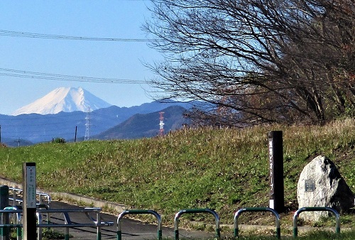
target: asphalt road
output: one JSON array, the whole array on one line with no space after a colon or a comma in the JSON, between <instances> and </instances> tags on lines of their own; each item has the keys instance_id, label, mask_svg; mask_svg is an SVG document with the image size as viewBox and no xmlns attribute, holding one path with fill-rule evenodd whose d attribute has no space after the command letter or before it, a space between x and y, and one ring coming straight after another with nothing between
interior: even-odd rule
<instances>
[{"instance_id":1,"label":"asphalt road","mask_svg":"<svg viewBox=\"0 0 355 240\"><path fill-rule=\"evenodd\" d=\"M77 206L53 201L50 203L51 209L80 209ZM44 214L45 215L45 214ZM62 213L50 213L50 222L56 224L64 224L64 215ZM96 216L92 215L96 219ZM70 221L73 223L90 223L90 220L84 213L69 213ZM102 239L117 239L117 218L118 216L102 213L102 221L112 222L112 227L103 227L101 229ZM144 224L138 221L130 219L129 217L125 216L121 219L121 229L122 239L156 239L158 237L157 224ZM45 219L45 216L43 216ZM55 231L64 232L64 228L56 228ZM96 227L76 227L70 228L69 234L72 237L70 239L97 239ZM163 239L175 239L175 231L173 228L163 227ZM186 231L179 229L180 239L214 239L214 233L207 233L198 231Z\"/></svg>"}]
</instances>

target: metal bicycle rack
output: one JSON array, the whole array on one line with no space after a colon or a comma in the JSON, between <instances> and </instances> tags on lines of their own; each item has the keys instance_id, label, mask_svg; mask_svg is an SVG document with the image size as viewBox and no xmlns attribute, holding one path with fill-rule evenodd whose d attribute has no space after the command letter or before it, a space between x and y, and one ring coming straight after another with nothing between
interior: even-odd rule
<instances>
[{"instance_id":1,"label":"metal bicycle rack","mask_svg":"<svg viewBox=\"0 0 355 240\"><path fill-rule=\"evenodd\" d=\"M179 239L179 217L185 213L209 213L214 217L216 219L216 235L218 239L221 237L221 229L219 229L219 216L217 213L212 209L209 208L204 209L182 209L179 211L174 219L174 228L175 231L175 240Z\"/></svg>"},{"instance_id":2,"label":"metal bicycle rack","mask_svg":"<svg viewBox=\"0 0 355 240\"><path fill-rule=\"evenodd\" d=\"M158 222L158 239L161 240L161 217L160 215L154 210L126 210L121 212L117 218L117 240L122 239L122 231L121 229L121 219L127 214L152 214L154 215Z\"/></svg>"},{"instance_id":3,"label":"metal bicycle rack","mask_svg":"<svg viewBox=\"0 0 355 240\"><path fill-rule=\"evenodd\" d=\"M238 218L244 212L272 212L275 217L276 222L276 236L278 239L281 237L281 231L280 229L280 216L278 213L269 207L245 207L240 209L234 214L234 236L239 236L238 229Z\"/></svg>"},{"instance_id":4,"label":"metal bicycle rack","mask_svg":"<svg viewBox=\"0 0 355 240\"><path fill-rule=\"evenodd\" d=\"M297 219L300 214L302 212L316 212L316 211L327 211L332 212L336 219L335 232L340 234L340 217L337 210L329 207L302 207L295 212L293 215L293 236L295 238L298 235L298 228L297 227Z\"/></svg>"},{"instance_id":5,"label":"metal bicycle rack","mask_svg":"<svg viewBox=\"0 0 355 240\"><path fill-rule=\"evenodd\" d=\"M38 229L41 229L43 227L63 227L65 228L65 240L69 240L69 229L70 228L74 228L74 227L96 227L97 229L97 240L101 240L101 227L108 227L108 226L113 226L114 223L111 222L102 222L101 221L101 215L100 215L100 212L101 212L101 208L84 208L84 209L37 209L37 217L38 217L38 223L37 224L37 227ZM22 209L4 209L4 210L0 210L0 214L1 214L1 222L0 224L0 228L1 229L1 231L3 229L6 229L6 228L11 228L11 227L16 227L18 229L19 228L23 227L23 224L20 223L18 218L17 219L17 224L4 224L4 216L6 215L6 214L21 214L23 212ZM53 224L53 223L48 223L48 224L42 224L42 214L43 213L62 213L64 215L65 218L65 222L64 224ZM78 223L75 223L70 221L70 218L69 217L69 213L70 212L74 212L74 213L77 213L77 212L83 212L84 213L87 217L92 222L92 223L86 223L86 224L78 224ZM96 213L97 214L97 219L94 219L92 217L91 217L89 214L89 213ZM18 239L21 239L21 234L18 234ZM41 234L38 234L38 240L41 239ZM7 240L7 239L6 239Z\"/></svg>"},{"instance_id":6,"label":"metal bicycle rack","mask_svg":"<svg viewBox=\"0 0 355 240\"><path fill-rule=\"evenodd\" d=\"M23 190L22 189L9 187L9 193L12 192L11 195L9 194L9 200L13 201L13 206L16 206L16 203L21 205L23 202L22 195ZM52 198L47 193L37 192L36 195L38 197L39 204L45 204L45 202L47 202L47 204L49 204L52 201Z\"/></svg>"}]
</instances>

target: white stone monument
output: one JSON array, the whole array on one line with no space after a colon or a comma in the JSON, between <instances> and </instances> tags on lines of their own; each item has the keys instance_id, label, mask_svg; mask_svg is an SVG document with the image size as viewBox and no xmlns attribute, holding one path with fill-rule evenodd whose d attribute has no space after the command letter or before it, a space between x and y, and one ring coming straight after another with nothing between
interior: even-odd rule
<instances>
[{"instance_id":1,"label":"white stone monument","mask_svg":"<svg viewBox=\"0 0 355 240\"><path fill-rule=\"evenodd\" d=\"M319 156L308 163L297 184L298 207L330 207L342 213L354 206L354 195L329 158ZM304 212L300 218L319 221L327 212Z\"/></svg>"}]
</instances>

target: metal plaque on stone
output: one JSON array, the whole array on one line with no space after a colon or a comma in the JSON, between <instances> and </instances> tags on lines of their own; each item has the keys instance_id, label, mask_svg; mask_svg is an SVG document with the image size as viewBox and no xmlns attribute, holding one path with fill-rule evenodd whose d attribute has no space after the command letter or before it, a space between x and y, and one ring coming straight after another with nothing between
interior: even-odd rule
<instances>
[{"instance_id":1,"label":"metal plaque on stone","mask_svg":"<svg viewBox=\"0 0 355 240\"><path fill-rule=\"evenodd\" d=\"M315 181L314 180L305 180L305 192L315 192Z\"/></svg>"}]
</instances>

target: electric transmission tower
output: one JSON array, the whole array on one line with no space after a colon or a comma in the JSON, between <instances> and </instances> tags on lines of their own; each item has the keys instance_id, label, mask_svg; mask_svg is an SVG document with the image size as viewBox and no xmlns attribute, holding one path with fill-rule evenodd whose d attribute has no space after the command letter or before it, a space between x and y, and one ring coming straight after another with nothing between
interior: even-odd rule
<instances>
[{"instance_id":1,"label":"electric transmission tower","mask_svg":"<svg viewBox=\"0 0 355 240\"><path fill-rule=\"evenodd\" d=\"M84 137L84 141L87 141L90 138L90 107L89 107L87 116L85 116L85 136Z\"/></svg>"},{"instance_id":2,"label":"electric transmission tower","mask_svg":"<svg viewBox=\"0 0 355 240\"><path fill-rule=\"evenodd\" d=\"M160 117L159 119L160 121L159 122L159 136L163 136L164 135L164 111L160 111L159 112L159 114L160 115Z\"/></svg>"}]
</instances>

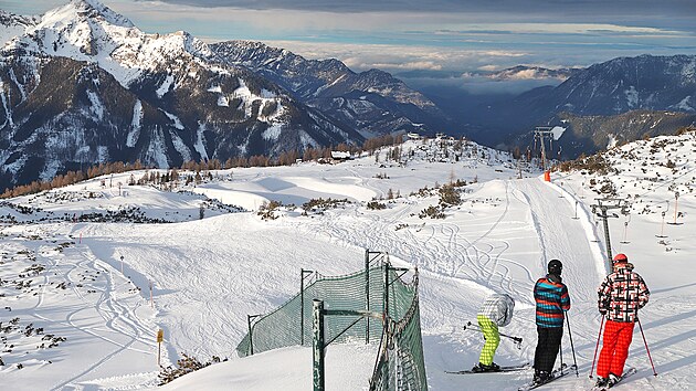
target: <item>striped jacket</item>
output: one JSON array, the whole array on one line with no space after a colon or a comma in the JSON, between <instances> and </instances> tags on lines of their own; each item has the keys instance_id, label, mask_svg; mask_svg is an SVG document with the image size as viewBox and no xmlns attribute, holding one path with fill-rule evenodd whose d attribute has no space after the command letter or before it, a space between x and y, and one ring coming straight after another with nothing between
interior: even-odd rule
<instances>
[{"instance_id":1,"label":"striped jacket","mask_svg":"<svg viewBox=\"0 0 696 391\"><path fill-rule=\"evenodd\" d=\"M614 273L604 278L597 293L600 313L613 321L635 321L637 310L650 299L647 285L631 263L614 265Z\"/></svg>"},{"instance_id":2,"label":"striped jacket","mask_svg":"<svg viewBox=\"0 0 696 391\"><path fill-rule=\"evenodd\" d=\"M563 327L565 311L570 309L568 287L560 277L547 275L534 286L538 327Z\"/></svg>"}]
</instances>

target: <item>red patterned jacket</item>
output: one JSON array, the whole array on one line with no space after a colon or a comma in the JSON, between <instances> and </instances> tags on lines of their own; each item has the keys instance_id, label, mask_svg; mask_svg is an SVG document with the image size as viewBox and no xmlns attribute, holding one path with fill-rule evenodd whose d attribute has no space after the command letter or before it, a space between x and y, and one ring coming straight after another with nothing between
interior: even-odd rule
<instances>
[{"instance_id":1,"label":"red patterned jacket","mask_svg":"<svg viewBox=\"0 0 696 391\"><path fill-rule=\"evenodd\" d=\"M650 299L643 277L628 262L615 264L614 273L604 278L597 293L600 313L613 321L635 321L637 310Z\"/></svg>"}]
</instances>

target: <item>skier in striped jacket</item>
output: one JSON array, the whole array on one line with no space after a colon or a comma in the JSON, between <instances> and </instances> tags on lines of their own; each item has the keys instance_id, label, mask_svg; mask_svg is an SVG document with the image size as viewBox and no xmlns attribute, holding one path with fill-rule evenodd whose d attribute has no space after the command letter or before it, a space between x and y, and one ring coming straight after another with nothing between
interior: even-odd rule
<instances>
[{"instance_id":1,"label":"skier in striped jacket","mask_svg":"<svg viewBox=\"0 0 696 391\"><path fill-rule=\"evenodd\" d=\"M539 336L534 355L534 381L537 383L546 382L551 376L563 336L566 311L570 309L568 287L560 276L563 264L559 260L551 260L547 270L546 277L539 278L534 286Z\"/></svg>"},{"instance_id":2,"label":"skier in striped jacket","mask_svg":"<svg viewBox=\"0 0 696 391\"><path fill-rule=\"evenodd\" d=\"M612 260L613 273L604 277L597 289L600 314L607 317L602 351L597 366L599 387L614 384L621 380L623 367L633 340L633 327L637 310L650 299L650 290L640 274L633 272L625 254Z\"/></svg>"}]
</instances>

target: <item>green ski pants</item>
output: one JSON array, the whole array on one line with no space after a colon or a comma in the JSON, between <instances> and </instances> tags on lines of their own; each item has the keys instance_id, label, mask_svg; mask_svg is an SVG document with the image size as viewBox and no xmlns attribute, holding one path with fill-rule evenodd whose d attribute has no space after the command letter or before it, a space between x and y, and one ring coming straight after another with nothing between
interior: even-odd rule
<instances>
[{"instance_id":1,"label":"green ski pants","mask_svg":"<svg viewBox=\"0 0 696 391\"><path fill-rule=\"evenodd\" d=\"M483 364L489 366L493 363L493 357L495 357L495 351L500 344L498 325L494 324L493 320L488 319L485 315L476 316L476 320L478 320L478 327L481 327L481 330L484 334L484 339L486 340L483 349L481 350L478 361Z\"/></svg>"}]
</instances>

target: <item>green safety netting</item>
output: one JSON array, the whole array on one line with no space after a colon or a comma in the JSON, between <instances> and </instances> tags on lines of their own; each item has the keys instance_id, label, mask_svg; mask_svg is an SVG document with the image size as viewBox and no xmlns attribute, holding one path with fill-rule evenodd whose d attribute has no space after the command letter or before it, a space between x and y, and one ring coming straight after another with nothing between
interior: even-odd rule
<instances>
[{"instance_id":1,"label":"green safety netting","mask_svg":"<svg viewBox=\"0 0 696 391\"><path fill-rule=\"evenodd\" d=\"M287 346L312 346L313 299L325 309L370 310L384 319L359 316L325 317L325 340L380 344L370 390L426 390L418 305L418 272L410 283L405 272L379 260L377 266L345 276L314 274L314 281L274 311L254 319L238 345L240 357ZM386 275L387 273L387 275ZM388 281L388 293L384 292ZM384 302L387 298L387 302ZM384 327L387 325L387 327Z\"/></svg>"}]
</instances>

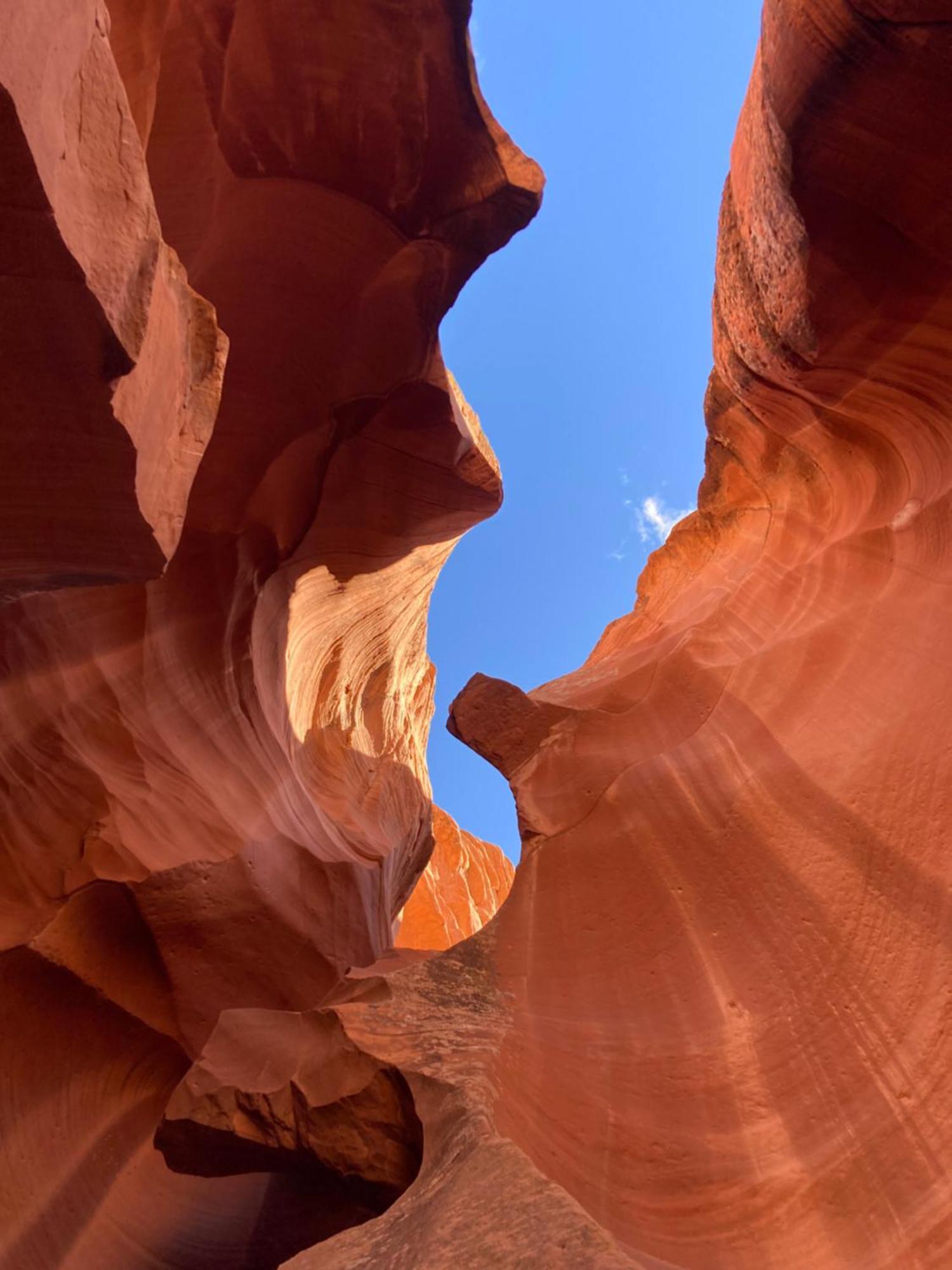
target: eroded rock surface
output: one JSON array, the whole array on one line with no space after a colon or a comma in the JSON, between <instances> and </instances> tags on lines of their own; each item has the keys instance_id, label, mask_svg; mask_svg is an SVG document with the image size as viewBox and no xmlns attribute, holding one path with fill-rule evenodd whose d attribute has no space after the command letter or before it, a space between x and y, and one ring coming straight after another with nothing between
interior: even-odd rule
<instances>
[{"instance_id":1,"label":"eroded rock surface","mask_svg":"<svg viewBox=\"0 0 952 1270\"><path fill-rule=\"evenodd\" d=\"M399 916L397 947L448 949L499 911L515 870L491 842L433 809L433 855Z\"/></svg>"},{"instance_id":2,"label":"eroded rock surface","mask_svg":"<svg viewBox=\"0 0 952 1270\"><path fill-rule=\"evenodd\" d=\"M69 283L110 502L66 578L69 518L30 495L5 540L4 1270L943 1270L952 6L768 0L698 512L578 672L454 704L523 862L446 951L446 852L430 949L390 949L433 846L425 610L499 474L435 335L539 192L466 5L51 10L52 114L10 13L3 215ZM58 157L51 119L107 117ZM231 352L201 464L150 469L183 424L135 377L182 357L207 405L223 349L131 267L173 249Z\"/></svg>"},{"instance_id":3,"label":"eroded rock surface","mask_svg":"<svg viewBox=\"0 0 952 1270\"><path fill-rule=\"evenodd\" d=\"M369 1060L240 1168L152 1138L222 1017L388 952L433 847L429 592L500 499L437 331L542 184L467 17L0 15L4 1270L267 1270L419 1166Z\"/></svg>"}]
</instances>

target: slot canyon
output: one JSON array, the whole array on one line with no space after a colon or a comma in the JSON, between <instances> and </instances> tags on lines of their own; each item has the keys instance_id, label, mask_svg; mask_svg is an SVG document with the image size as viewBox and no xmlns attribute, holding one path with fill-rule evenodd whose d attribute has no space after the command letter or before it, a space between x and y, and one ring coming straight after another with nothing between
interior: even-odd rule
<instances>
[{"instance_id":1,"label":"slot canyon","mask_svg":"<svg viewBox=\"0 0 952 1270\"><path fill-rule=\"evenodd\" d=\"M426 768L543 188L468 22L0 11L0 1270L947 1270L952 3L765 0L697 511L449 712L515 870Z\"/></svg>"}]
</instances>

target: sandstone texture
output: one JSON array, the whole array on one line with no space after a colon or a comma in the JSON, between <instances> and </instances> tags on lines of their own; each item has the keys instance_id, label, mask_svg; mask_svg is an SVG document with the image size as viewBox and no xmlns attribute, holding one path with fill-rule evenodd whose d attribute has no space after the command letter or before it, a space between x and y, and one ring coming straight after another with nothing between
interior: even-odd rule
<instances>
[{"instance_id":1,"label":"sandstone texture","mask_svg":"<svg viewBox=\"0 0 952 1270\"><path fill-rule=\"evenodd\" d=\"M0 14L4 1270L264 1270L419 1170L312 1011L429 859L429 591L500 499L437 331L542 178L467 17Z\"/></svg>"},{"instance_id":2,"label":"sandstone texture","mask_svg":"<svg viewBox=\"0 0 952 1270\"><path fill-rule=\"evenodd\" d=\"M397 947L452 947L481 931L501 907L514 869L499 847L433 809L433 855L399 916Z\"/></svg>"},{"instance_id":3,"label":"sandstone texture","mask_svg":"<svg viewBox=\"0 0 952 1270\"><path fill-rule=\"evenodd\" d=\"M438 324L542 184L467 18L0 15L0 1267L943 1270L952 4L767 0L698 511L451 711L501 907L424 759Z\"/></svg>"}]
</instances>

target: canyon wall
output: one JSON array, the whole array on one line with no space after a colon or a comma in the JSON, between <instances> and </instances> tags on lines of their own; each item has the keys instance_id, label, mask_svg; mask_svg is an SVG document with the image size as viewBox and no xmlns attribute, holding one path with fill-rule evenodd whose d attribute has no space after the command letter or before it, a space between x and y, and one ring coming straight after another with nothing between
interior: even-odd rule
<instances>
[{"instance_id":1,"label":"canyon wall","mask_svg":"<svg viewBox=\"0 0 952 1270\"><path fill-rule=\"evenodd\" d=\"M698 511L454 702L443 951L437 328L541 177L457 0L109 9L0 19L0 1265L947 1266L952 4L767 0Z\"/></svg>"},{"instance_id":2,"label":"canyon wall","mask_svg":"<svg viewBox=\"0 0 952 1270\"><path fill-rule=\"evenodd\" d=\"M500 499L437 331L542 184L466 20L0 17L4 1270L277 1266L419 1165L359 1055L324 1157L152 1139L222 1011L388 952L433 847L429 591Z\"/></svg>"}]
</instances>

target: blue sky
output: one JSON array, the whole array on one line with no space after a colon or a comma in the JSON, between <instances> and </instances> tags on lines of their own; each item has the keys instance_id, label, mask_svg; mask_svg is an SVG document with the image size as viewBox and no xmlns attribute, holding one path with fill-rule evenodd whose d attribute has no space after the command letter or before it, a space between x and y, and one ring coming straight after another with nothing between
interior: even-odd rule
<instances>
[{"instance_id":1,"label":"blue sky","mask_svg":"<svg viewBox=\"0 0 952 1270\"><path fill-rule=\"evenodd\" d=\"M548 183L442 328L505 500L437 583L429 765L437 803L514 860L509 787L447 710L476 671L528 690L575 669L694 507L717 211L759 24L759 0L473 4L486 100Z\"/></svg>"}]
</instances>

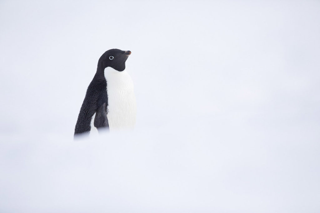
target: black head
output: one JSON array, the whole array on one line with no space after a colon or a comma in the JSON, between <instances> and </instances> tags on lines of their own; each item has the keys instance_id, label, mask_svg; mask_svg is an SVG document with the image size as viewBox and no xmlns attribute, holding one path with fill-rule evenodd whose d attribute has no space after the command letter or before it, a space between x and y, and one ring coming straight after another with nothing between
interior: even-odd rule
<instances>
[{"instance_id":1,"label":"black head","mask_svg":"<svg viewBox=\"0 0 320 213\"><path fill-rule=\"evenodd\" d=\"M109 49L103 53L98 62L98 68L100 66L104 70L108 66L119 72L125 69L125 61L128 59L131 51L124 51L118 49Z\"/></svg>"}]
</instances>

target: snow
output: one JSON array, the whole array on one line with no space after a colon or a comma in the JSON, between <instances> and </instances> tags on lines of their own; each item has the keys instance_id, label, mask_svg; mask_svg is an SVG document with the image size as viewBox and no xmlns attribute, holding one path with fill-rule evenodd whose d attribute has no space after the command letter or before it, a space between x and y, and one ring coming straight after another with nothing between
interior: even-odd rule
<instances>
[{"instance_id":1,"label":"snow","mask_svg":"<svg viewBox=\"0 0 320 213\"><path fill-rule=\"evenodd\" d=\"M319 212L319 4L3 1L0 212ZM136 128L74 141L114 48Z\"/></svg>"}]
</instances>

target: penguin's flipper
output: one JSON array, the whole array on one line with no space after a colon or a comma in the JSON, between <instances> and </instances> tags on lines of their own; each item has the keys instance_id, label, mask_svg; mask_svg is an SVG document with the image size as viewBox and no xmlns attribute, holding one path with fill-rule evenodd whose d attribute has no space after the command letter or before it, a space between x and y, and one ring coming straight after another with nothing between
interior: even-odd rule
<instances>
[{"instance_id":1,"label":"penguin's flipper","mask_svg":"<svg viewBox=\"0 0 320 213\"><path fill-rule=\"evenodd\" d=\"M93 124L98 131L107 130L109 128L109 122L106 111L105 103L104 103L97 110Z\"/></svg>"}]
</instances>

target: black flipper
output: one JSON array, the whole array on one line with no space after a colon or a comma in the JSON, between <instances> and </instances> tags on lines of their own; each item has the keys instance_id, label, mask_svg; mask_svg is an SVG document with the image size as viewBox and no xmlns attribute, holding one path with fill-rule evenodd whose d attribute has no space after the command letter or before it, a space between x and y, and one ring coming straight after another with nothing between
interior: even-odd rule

^^^^^^^^^^^^^^^^

* [TASK BRIEF]
Count the lines of data above that contain the word "tower", treating uppercase and lowercase as different, and reply with the number only.

* [TASK RESPONSE]
2